* YOUR OBJECTIVE *
Reproduce every line of the data below without changing a single character.

##### RECORDS SHOWN

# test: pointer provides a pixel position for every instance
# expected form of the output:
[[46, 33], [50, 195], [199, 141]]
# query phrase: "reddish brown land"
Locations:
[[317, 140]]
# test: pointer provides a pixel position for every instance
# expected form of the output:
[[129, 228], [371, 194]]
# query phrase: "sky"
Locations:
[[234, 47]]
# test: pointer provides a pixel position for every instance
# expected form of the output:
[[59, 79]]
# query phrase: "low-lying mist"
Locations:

##########

* FULL ANSWER *
# test: pointer provides a pixel position for every instance
# expected form of the output:
[[46, 33], [50, 195], [199, 141]]
# query phrase: "reddish brown land"
Locations:
[[317, 140]]
# test: pointer provides a pixel position for every instance
# expected form of the output:
[[129, 228], [371, 194]]
# query phrase: "sky"
Locations:
[[234, 47]]
# test: pointer provides a pixel position for every instance
# expected form of the output:
[[59, 79]]
# query phrase: "low-lying mist"
Locations:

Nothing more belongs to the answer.